[start of Listing]
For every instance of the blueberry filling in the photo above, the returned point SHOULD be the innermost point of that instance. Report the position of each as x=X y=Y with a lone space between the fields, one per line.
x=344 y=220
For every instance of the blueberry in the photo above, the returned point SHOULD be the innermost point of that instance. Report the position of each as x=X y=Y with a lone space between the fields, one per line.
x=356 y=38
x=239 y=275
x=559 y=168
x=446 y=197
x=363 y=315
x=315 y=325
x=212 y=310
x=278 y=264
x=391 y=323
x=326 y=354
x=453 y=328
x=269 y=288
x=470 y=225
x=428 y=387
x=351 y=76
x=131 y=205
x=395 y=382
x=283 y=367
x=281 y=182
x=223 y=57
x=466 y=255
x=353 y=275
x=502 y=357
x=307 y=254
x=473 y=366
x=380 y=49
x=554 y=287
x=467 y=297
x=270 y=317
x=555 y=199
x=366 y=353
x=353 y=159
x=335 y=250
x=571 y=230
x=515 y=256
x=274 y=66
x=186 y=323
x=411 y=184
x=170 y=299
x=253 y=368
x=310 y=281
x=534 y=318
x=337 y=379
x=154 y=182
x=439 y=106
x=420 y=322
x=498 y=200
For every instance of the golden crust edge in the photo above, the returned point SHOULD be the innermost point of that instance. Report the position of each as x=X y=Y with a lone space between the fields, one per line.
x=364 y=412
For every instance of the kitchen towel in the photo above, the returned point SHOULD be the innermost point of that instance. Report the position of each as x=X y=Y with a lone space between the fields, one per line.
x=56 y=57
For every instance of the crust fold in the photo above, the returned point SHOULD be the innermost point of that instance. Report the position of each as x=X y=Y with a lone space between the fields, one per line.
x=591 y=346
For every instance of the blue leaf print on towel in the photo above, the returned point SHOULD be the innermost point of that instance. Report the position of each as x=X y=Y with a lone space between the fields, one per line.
[end of Listing]
__What this task involves__
Reproduce the listing lines starting with the line containing "For every instance of the golden" and continuing through the line containing "x=364 y=412", offsetting every coordinate in the answers by 144 and leaving all other text unchanged.

__Exercise result__
For every instance of the golden crust edge in the photo above, the returned point SHOULD be the innermost point of that instance. Report the position of each as x=X y=Y with a lone space between the fields, one per line.
x=508 y=556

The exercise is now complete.